START DATA ROWS

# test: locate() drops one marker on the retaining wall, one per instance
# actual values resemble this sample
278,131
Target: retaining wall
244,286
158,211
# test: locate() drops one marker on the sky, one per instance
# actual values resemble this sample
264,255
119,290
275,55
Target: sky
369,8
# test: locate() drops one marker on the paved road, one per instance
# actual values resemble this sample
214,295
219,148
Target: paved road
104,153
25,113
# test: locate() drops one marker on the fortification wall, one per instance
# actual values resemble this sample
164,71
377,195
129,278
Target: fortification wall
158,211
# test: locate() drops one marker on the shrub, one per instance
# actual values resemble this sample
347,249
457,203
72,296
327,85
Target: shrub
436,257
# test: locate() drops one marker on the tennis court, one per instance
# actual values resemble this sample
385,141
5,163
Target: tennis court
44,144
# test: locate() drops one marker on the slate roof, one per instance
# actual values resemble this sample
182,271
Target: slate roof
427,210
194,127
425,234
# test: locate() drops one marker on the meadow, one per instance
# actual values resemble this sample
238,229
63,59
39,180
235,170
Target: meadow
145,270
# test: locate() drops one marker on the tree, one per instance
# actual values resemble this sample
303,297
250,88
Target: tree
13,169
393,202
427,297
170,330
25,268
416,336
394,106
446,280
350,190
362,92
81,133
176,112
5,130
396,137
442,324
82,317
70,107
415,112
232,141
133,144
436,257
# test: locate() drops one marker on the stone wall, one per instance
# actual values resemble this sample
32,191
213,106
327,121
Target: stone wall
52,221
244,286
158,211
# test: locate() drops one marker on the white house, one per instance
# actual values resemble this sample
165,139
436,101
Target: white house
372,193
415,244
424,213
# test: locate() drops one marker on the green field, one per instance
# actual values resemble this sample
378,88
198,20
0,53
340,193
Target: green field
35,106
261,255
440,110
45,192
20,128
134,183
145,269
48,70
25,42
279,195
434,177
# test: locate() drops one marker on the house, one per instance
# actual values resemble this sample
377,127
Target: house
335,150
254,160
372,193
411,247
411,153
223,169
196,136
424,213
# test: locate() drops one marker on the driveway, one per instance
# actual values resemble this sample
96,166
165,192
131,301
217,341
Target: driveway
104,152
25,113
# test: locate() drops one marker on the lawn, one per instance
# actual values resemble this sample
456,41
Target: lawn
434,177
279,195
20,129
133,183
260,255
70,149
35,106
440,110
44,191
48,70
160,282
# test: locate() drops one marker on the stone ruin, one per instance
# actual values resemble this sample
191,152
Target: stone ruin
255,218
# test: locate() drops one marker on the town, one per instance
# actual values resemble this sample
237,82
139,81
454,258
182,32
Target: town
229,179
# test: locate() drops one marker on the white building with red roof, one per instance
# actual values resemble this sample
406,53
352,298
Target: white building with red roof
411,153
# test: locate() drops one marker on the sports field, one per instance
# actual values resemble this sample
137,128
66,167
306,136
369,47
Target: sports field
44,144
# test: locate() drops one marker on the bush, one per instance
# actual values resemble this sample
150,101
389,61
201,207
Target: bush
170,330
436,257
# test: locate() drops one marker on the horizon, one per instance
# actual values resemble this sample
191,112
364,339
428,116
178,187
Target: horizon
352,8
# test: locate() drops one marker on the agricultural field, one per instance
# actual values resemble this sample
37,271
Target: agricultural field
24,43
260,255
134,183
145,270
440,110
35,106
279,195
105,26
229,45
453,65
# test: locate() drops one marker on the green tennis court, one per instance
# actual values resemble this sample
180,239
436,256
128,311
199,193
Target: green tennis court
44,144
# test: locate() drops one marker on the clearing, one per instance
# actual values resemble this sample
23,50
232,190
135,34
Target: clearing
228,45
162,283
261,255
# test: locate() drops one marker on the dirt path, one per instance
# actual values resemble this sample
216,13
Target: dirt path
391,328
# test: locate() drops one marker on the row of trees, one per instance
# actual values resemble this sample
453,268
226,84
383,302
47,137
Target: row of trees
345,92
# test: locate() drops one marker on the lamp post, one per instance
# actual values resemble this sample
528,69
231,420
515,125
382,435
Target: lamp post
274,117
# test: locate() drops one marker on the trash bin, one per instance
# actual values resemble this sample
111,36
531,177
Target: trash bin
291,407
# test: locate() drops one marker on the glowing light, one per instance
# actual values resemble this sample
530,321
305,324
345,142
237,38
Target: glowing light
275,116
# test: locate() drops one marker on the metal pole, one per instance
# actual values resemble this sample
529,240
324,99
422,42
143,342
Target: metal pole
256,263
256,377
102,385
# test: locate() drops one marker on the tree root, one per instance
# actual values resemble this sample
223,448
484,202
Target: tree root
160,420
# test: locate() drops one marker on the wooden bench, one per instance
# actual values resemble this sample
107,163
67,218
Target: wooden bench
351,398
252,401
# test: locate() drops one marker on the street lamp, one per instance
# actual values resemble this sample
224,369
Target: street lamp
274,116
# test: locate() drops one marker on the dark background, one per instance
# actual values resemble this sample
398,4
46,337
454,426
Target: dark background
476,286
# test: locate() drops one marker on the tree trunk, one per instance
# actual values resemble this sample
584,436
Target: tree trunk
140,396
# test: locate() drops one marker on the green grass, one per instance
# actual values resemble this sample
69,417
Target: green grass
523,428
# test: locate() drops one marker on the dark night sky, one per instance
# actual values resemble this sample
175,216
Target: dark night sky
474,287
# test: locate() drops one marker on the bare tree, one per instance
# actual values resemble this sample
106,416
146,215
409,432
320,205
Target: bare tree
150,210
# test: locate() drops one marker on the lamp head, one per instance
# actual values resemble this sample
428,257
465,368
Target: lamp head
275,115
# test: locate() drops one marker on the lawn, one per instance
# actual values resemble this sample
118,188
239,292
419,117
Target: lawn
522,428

END DATA ROWS

STATED GOAL:
Copy all of the records above line for line, with no changes.

WRITTEN ANSWER:
# test: locate() drops one marker on the retaining wall, one per instance
# actual values resemble this sample
278,131
Target: retaining wall
244,286
158,211
# test: locate() drops one marker on the sky, one per instance
# actual values resemble this sample
264,255
119,290
275,55
Target: sky
369,8
# test: locate() drops one marker on the paved road, one per instance
# actual values resemble this sample
214,295
219,148
Target: paved road
104,153
25,113
# test: locate() drops one marker on the fortification wall, one per instance
# actual values resemble this sample
164,71
377,195
129,278
Target: fortification wall
158,211
# test: locate() drops one marker on the shrub, one per instance
# actual values resemble this sample
347,249
457,203
72,296
327,85
Target: shrub
436,257
# test: locate() drops one marker on the tennis court, one per instance
# actual values resemble this sample
385,141
5,163
Target: tennis court
44,144
# test: locate() drops one marker on the slate roof, one per instance
# actual values resemble this sample
182,271
Target: slate roof
427,210
194,127
425,234
# test: locate() drops one marker on the meadow, one per instance
# actual values resemble this sample
238,229
63,59
39,180
235,170
Target: meadow
145,270
# test: locate() drops one marker on the tree, one per instance
# actual values resemble this sample
303,297
250,88
Target: tree
13,169
393,202
427,297
170,330
25,268
416,336
394,106
446,280
350,190
362,92
81,133
176,112
5,130
396,137
442,324
82,317
70,107
415,112
232,141
133,144
436,257
# test: locate() drops one marker on the stone wall, one per instance
# actual values resemble this sample
32,191
213,106
327,121
Target: stone wall
52,221
244,286
158,211
# test: locate() drops one marker on the white house, one per instance
# actual values resemble this sample
165,139
436,101
Target: white house
372,193
415,244
424,213
# test: locate() drops one marker on the green field, one per instance
# actual values resemble this sample
378,88
198,20
0,53
340,193
Target: green field
35,106
261,255
440,110
45,192
20,128
134,183
145,269
48,70
25,42
279,195
434,177
# test: locate() drops one marker on the house, one per instance
# actual values resemble this sample
377,127
Target: house
335,150
254,160
372,193
411,247
411,153
223,169
196,136
424,213
# test: locate() drops one marker on the driveway, one per instance
# actual values resemble this sample
96,166
165,192
131,301
217,341
Target: driveway
104,152
25,113
# test: locate() drops one marker on the lawn, one per instance
# actual values resemble this sample
456,41
Target: lawn
434,177
279,195
20,129
133,183
260,255
70,149
35,106
440,110
44,191
48,70
160,282
# test: locate() drops one marker on the stone ruin, one per instance
# actual values resemble this sample
191,152
Target: stone ruin
255,218
# test: locate() drops one marker on the town, one per instance
# actual values resemble this sample
237,82
139,81
454,258
182,32
Target: town
229,179
# test: locate() drops one marker on the white building with red roof, one per instance
# actual values resemble this sample
406,53
352,298
Target: white building with red roof
411,153
# test: locate() drops one marker on the sports field, one per instance
# actual values resemble this sample
137,128
66,167
306,136
369,47
Target: sports field
44,144
# test: locate() drops one marker on the bush, one per instance
# actual values resemble this sample
150,101
389,61
201,207
Target: bush
170,330
436,257
# test: locate() drops one marker on the horizon, one per instance
# actual values resemble this sample
191,112
364,339
428,116
178,187
Target: horizon
352,8
# test: locate() drops one marker on the agricultural field, one per instance
# actual values resemble this sample
37,271
Target: agricultural field
24,43
260,255
134,183
145,270
440,110
35,106
279,195
105,26
229,45
453,65
# test: locate() drops one marker on the green tennis court, one per instance
# actual values resemble this sample
180,239
436,256
128,311
199,193
Target: green tennis court
44,144
# test: locate() drops one marker on the clearing, one per instance
# actual values resemble this sample
23,50
232,190
135,34
Target: clearing
228,45
162,283
261,255
# test: locate() drops one marker on the dirt path, one per instance
# actual values resemble this sample
216,13
Target: dirt path
391,328
# test: locate() drops one marker on the row of trees, one per instance
# actual values resemble this sample
453,268
226,84
383,302
47,137
Target: row of trees
345,92
# test: locate() drops one marker on the lamp post, one per instance
# actual values resemble this sample
528,69
231,420
515,125
382,435
Target: lamp post
274,117
# test: locate() drops one marker on the trash bin, one per instance
# actual values resemble this sample
111,36
531,177
Target: trash bin
291,407
# test: locate() drops one marker on the glowing light, one per instance
# actual values resemble this sample
530,321
305,324
345,142
237,38
Target: glowing light
275,116
# test: locate() drops one marker on the metal pole, one per instance
# actual values resemble this sample
529,240
324,99
422,42
143,342
Target: metal pole
256,263
256,377
102,385
# test: locate() drops one marker on the tree root, one per instance
# actual values resemble this sample
223,448
484,202
Target: tree root
160,420
# test: locate() drops one marker on the wooden bench, one per instance
# actual values resemble this sample
107,163
67,218
Target: wooden bench
351,398
252,401
# test: locate() drops one marker on the street lamp, one per instance
# actual values resemble this sample
224,369
Target: street lamp
274,116
# test: locate() drops one marker on the dark background, one per instance
# actual values resemble this sample
398,4
46,337
454,426
Target: dark background
476,286
# test: locate() drops one marker on the tree trunk, one per instance
# actual values resemble this sample
584,436
Target: tree trunk
140,396
# test: locate() drops one marker on the green grass, one per instance
# actual values resemble this sample
69,417
Target: green grass
523,428
# test: locate() drops one marker on the dark night sky, one per instance
# actual values resemble this sample
175,216
Target: dark night sky
474,287
# test: locate() drops one marker on the bare tree, one per instance
# actual values resemble this sample
106,416
146,215
409,432
320,205
Target: bare tree
150,210
# test: locate() drops one marker on the lamp head, one per instance
# actual values resemble this sample
428,257
465,368
Target: lamp head
275,115
# test: locate() drops one marker on the lawn, one per instance
# actual values resemble this sample
118,188
239,292
419,117
Target: lawn
522,428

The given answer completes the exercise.